- [Exercise inputs]
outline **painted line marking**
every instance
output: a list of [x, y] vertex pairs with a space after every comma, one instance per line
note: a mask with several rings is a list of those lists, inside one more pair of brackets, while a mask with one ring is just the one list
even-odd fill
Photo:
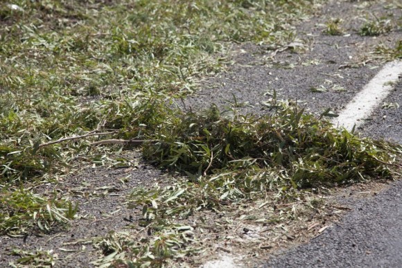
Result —
[[402, 73], [402, 61], [388, 62], [370, 82], [348, 103], [339, 116], [334, 118], [333, 124], [351, 131], [353, 126], [359, 127], [362, 119], [369, 116], [390, 93], [394, 84]]

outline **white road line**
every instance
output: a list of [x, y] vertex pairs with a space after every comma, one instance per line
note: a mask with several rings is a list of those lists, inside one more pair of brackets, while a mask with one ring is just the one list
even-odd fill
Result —
[[358, 93], [333, 123], [351, 130], [360, 125], [391, 91], [402, 73], [402, 61], [389, 62]]

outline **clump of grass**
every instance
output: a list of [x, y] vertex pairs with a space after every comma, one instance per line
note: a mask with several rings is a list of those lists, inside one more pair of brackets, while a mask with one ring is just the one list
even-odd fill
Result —
[[359, 34], [362, 36], [378, 36], [388, 33], [394, 28], [391, 20], [387, 18], [377, 18], [366, 21], [360, 28]]
[[[143, 139], [170, 112], [156, 102], [193, 92], [201, 76], [224, 68], [231, 42], [292, 42], [288, 26], [310, 3], [0, 5], [0, 184], [12, 190], [66, 173], [78, 157], [91, 161], [113, 151], [88, 145], [101, 136]], [[41, 145], [95, 132], [110, 135]]]
[[[183, 113], [165, 121], [154, 138], [159, 141], [144, 147], [144, 156], [198, 175], [279, 167], [288, 170], [297, 187], [383, 175], [387, 168], [381, 163], [394, 161], [386, 143], [371, 145], [375, 142], [336, 129], [303, 109], [281, 105], [274, 114], [260, 118], [225, 118], [215, 106], [202, 115]], [[300, 175], [304, 170], [311, 175]]]
[[73, 219], [78, 205], [63, 199], [42, 197], [30, 190], [3, 188], [0, 193], [0, 234], [25, 234], [35, 228], [50, 231]]
[[340, 26], [342, 22], [342, 19], [332, 19], [325, 24], [326, 28], [324, 33], [328, 35], [342, 35], [344, 30]]

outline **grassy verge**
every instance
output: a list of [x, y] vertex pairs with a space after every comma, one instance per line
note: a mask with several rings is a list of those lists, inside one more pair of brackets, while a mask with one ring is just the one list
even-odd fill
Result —
[[[107, 256], [98, 265], [163, 265], [200, 253], [202, 245], [189, 246], [194, 227], [184, 223], [201, 211], [273, 208], [304, 200], [301, 188], [389, 176], [386, 163], [400, 148], [339, 132], [291, 105], [274, 102], [263, 118], [172, 107], [202, 77], [225, 69], [231, 43], [279, 48], [292, 42], [292, 24], [316, 3], [1, 3], [0, 233], [49, 231], [74, 218], [69, 197], [39, 196], [33, 188], [60, 180], [78, 159], [130, 164], [121, 148], [91, 144], [100, 139], [148, 141], [148, 160], [188, 177], [166, 188], [137, 189], [128, 202], [143, 208], [140, 225], [152, 235], [136, 240], [111, 233], [96, 242]], [[400, 43], [378, 49], [387, 59], [401, 57]], [[289, 209], [256, 220], [296, 217]]]

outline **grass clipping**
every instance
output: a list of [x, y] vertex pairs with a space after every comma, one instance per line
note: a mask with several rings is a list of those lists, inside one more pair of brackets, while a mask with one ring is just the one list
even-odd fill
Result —
[[[97, 244], [108, 256], [96, 264], [183, 261], [204, 247], [191, 246], [198, 227], [184, 224], [204, 217], [201, 211], [237, 213], [239, 208], [267, 204], [275, 208], [300, 200], [301, 188], [391, 177], [390, 167], [398, 166], [401, 147], [335, 129], [324, 114], [275, 105], [260, 117], [222, 114], [216, 106], [202, 114], [176, 111], [168, 117], [152, 135], [159, 141], [144, 145], [144, 156], [187, 176], [167, 187], [136, 189], [129, 206], [142, 208], [139, 224], [147, 234], [134, 242], [128, 233], [112, 233]], [[274, 210], [259, 223], [284, 223]], [[291, 206], [288, 213], [293, 219], [299, 216]]]

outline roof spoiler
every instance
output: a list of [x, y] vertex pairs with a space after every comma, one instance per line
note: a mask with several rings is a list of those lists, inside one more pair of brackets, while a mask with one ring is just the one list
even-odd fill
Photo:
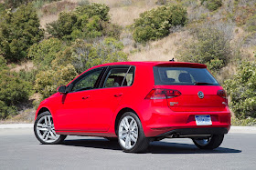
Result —
[[177, 67], [190, 67], [190, 68], [207, 68], [206, 65], [197, 63], [183, 63], [183, 62], [170, 62], [160, 63], [155, 66], [177, 66]]

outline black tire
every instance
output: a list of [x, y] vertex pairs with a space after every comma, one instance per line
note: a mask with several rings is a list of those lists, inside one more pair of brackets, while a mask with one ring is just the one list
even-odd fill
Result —
[[[37, 117], [37, 119], [36, 119], [36, 121], [35, 121], [35, 124], [34, 124], [34, 133], [35, 133], [35, 135], [36, 135], [36, 137], [37, 138], [37, 140], [40, 142], [40, 143], [42, 143], [42, 144], [46, 144], [46, 145], [52, 145], [52, 144], [60, 144], [60, 143], [62, 143], [63, 141], [64, 141], [64, 139], [67, 137], [67, 135], [56, 135], [56, 139], [53, 139], [53, 140], [48, 140], [48, 141], [47, 141], [47, 140], [43, 140], [42, 139], [42, 133], [41, 132], [39, 132], [37, 129], [37, 123], [38, 123], [38, 121], [40, 120], [42, 120], [41, 118], [42, 117], [44, 117], [44, 116], [46, 116], [46, 117], [48, 117], [48, 116], [49, 116], [49, 117], [51, 117], [51, 114], [48, 112], [48, 111], [46, 111], [46, 112], [44, 112], [44, 113], [42, 113], [42, 114], [40, 114]], [[46, 123], [47, 124], [47, 123]], [[54, 130], [54, 124], [53, 124], [53, 120], [51, 119], [51, 124], [52, 124], [52, 127], [53, 127], [53, 129], [51, 129], [51, 130], [48, 130], [48, 132], [49, 132], [49, 131], [51, 131], [51, 133], [53, 133], [53, 131], [54, 131], [54, 133], [55, 133], [55, 130]], [[45, 127], [45, 128], [48, 128], [48, 127]], [[53, 133], [53, 134], [54, 134]]]
[[194, 144], [200, 149], [213, 150], [219, 147], [224, 139], [224, 135], [213, 135], [209, 138], [205, 139], [207, 142], [202, 144], [204, 139], [192, 139]]
[[117, 142], [117, 140], [118, 140], [117, 137], [104, 137], [104, 138], [111, 141], [111, 142]]
[[[124, 117], [133, 117], [135, 120], [136, 125], [137, 125], [137, 140], [136, 140], [134, 145], [129, 149], [123, 146], [123, 145], [122, 145], [123, 139], [121, 139], [121, 135], [119, 135], [119, 128], [121, 127], [122, 120]], [[132, 134], [130, 134], [129, 135], [132, 135]], [[147, 147], [149, 145], [149, 142], [150, 142], [150, 138], [146, 138], [144, 135], [142, 123], [141, 123], [139, 117], [133, 112], [126, 112], [120, 118], [119, 123], [118, 123], [117, 136], [118, 136], [118, 143], [119, 143], [120, 146], [126, 153], [143, 153], [147, 149]], [[131, 141], [131, 139], [130, 139], [130, 141]]]

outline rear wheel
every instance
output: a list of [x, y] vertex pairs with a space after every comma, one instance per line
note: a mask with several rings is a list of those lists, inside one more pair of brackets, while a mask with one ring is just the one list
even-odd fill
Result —
[[104, 137], [104, 138], [111, 141], [111, 142], [116, 142], [117, 141], [117, 137]]
[[42, 144], [59, 144], [67, 137], [56, 134], [52, 115], [48, 111], [37, 116], [34, 125], [34, 133]]
[[144, 152], [149, 141], [138, 116], [133, 112], [123, 114], [118, 125], [118, 142], [123, 150], [127, 153]]
[[213, 135], [208, 138], [192, 139], [194, 144], [200, 149], [212, 150], [219, 147], [224, 139], [224, 135]]

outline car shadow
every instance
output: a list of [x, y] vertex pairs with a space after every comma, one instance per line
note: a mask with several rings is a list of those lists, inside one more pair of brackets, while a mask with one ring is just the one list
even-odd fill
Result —
[[[106, 139], [65, 140], [62, 145], [69, 146], [122, 150], [117, 141], [108, 141]], [[241, 152], [241, 150], [226, 147], [219, 147], [214, 150], [202, 150], [198, 149], [195, 145], [157, 141], [151, 142], [144, 154], [230, 154]]]

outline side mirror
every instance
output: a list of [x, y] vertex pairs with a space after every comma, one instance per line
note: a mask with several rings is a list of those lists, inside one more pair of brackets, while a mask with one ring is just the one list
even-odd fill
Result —
[[67, 94], [67, 86], [66, 85], [61, 85], [59, 86], [57, 91], [59, 92], [60, 94]]

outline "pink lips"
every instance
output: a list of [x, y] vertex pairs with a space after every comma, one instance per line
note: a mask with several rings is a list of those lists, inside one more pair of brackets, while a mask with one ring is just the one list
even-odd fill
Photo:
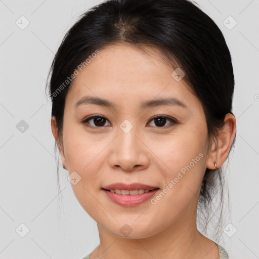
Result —
[[[109, 191], [108, 191], [108, 190], [111, 189], [134, 190], [139, 190], [140, 189], [149, 190], [150, 191], [148, 192], [141, 194], [137, 194], [136, 195], [122, 195], [112, 193]], [[105, 187], [102, 189], [113, 202], [121, 206], [127, 207], [137, 206], [148, 200], [150, 199], [158, 190], [159, 188], [158, 187], [154, 187], [140, 183], [126, 185], [122, 183], [113, 184], [105, 186]]]

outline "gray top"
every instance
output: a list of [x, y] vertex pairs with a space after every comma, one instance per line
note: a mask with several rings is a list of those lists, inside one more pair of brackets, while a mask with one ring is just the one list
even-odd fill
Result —
[[[215, 244], [216, 243], [215, 243]], [[228, 255], [228, 253], [226, 251], [226, 250], [223, 247], [222, 247], [222, 246], [221, 246], [220, 245], [218, 245], [218, 244], [216, 244], [216, 245], [218, 246], [218, 248], [219, 248], [219, 252], [220, 253], [220, 259], [229, 259], [229, 256]], [[88, 255], [87, 255], [85, 257], [84, 257], [82, 259], [90, 259], [90, 255], [91, 255], [91, 254], [92, 252], [88, 254]]]

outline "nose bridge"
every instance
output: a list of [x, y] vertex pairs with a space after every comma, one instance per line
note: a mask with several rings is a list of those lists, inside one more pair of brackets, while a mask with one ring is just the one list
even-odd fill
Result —
[[138, 152], [139, 147], [138, 138], [136, 136], [138, 131], [137, 126], [134, 125], [127, 119], [124, 120], [118, 128], [118, 144], [121, 151], [130, 153], [134, 151], [134, 154]]
[[140, 168], [146, 167], [149, 159], [145, 145], [138, 136], [137, 126], [125, 120], [118, 127], [116, 135], [117, 137], [114, 140], [113, 152], [109, 159], [110, 165], [119, 166], [128, 171], [133, 170], [137, 165]]

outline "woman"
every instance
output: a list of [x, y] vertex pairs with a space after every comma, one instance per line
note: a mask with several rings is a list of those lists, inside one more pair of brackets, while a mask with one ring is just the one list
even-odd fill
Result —
[[56, 147], [99, 230], [84, 259], [228, 258], [196, 227], [222, 201], [236, 137], [214, 22], [186, 0], [109, 0], [69, 30], [50, 73]]

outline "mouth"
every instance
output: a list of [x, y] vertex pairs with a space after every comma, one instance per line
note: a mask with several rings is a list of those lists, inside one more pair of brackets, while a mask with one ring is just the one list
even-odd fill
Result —
[[138, 205], [150, 199], [159, 188], [141, 184], [126, 185], [121, 183], [105, 186], [101, 190], [110, 201], [123, 206]]
[[118, 195], [138, 195], [139, 194], [143, 194], [143, 193], [147, 193], [150, 192], [152, 192], [154, 190], [158, 190], [159, 188], [154, 188], [151, 190], [144, 189], [139, 189], [137, 190], [121, 190], [119, 189], [111, 189], [110, 190], [104, 189], [108, 192], [110, 192], [111, 193], [115, 193]]

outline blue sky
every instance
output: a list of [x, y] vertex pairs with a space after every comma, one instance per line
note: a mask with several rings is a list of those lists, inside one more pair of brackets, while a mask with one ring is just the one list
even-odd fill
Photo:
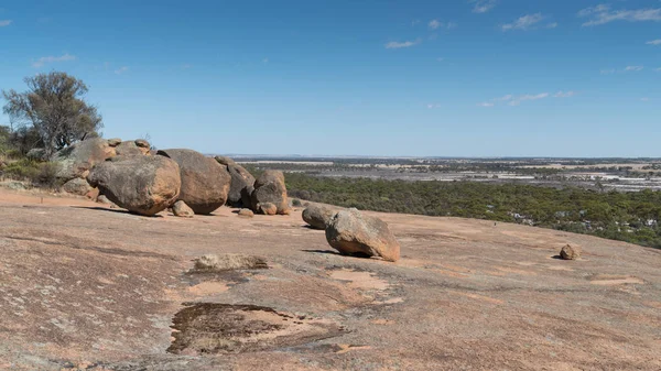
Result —
[[659, 0], [4, 0], [0, 61], [158, 148], [661, 156]]

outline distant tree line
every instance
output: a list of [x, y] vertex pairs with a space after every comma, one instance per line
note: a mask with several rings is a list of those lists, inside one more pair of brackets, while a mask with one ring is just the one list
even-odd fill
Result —
[[329, 178], [286, 173], [291, 197], [364, 210], [525, 223], [661, 248], [661, 192]]

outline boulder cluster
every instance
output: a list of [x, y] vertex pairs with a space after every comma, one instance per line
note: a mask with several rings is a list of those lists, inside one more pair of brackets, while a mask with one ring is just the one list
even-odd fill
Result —
[[52, 159], [65, 192], [153, 216], [209, 215], [224, 205], [264, 215], [290, 212], [284, 175], [266, 171], [254, 178], [228, 157], [185, 149], [154, 151], [148, 141], [94, 138]]
[[[52, 161], [64, 190], [144, 216], [170, 209], [192, 218], [224, 205], [240, 208], [243, 218], [291, 211], [282, 172], [264, 171], [256, 178], [229, 157], [193, 150], [153, 151], [145, 140], [94, 138], [59, 151]], [[357, 209], [312, 205], [303, 219], [325, 230], [328, 243], [344, 255], [400, 258], [388, 225]]]

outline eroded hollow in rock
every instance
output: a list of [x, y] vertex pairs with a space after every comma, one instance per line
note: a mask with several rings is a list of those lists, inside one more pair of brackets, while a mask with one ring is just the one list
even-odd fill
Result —
[[186, 303], [173, 319], [167, 352], [187, 356], [240, 353], [300, 346], [338, 336], [334, 321], [254, 305]]

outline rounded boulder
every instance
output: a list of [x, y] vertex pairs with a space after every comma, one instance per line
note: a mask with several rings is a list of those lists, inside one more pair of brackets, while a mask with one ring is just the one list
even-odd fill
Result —
[[400, 258], [400, 244], [388, 225], [354, 208], [330, 218], [326, 240], [344, 255], [381, 257], [391, 262]]
[[310, 205], [303, 210], [303, 220], [314, 229], [326, 229], [328, 222], [338, 210], [321, 205]]
[[216, 160], [193, 150], [161, 150], [156, 154], [172, 159], [180, 166], [178, 199], [195, 214], [208, 215], [225, 205], [231, 176]]
[[164, 156], [115, 157], [89, 172], [87, 182], [129, 211], [153, 216], [178, 197], [180, 168]]

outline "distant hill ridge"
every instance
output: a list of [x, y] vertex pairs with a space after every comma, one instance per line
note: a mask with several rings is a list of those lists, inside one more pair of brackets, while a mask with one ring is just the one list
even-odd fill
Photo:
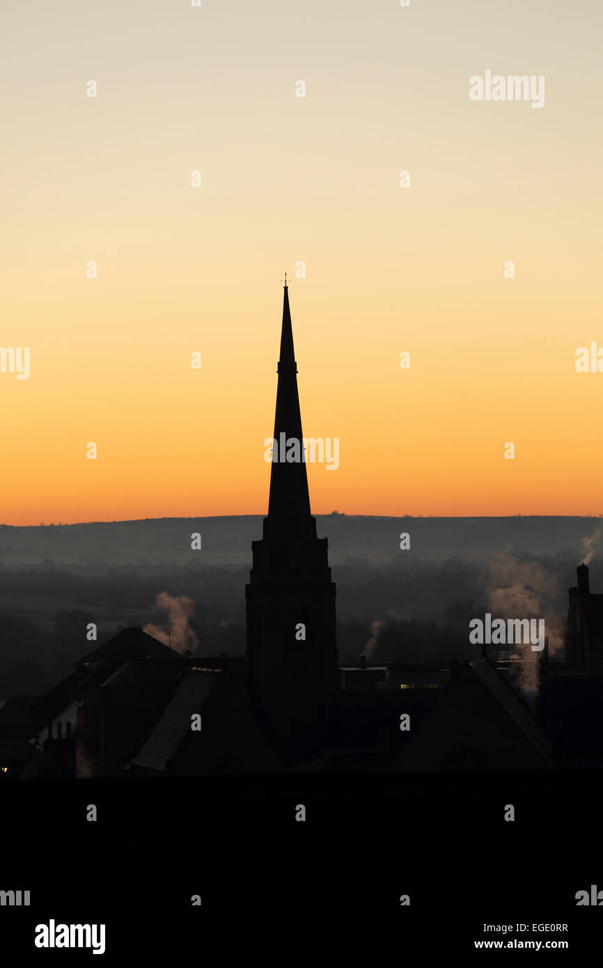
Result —
[[[263, 517], [1, 525], [0, 562], [4, 567], [190, 563], [249, 567], [251, 543], [261, 536]], [[316, 518], [318, 534], [329, 539], [332, 565], [346, 564], [350, 559], [384, 564], [401, 556], [475, 560], [504, 552], [535, 557], [569, 554], [580, 559], [585, 554], [585, 539], [596, 535], [603, 524], [594, 516], [416, 518], [333, 512]], [[201, 535], [199, 551], [191, 549], [194, 532]], [[409, 551], [400, 549], [402, 532], [410, 535]], [[598, 540], [595, 537], [595, 542]]]

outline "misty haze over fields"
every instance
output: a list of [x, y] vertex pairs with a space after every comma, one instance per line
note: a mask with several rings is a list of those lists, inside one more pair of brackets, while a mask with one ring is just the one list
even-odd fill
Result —
[[[470, 658], [468, 620], [528, 603], [562, 644], [567, 589], [588, 558], [603, 591], [594, 517], [317, 515], [337, 583], [340, 663]], [[124, 626], [151, 624], [200, 655], [245, 650], [245, 585], [262, 516], [0, 526], [0, 701], [38, 694]], [[201, 535], [201, 550], [191, 535]], [[410, 549], [400, 549], [409, 534]], [[158, 600], [159, 599], [159, 600]], [[523, 614], [523, 613], [522, 613]]]

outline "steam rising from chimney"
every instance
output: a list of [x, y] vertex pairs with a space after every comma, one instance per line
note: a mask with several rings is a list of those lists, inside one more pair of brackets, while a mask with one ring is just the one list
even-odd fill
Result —
[[383, 631], [384, 625], [385, 625], [384, 619], [376, 619], [374, 621], [371, 622], [370, 638], [366, 646], [364, 647], [364, 654], [367, 657], [367, 662], [371, 658], [371, 653], [375, 649], [377, 643], [378, 642], [379, 635]]
[[[554, 605], [558, 578], [537, 561], [518, 561], [509, 554], [491, 559], [486, 590], [488, 606], [497, 618], [545, 620], [550, 655], [563, 645], [563, 622]], [[512, 666], [516, 684], [528, 698], [533, 698], [540, 684], [539, 653], [532, 652], [529, 643], [515, 648], [519, 650], [519, 662]]]
[[603, 525], [599, 525], [599, 527], [595, 529], [594, 533], [592, 533], [589, 537], [582, 539], [582, 547], [586, 552], [584, 564], [590, 564], [590, 561], [594, 558], [594, 548], [595, 545], [599, 543], [601, 531], [603, 531]]
[[147, 622], [142, 631], [152, 635], [154, 639], [159, 639], [165, 646], [170, 645], [177, 652], [184, 652], [190, 650], [195, 652], [198, 646], [198, 640], [195, 631], [189, 624], [189, 620], [195, 611], [195, 602], [185, 595], [170, 595], [166, 591], [162, 591], [157, 596], [155, 607], [161, 612], [166, 612], [169, 620], [169, 631], [159, 628]]

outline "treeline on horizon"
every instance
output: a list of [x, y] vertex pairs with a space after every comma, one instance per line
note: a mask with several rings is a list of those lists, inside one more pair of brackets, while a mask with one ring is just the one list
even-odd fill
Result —
[[[564, 619], [567, 588], [576, 584], [576, 559], [523, 555], [506, 562], [529, 583], [550, 584], [547, 607]], [[334, 566], [340, 664], [370, 661], [467, 659], [468, 621], [492, 606], [493, 575], [481, 561], [422, 560], [404, 556], [376, 566], [362, 560]], [[0, 569], [0, 701], [39, 695], [71, 672], [95, 648], [86, 626], [98, 626], [98, 643], [127, 626], [147, 622], [167, 628], [157, 596], [190, 598], [190, 627], [199, 655], [245, 651], [246, 567], [108, 568], [77, 573], [46, 561], [37, 567]], [[528, 578], [526, 577], [528, 576]], [[512, 581], [502, 579], [502, 581]], [[534, 582], [534, 585], [537, 585]], [[603, 564], [590, 565], [590, 587], [603, 591]]]

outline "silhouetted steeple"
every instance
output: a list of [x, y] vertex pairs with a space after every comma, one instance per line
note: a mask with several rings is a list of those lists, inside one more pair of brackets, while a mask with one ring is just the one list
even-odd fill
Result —
[[[248, 689], [280, 756], [299, 763], [322, 749], [329, 702], [340, 684], [335, 585], [327, 539], [310, 511], [288, 290], [263, 536], [252, 542], [247, 599]], [[290, 460], [286, 461], [286, 456]], [[277, 457], [278, 460], [274, 460]]]
[[[302, 460], [302, 425], [297, 392], [297, 365], [293, 349], [293, 331], [289, 311], [288, 288], [285, 286], [281, 355], [277, 369], [277, 405], [274, 418], [274, 439], [278, 451], [273, 455], [270, 473], [268, 517], [264, 538], [282, 540], [286, 534], [297, 539], [305, 535], [316, 538], [316, 525], [310, 510], [306, 462]], [[294, 458], [286, 461], [289, 457]], [[278, 456], [278, 461], [274, 457]], [[303, 538], [302, 538], [303, 540]]]

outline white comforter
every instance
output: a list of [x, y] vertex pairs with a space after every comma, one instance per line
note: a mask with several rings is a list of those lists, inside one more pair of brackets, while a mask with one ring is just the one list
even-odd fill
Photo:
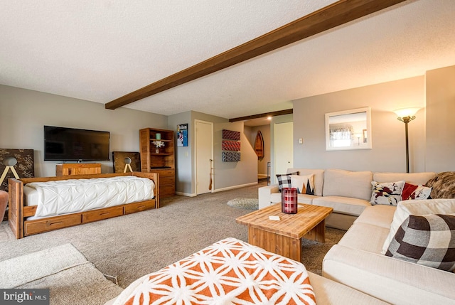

- [Task requirements]
Extract from the records above every line that contains the string "white" and reproduce each such line in full, omitting all other lines.

- [Complete answer]
outline **white road line**
outline white comforter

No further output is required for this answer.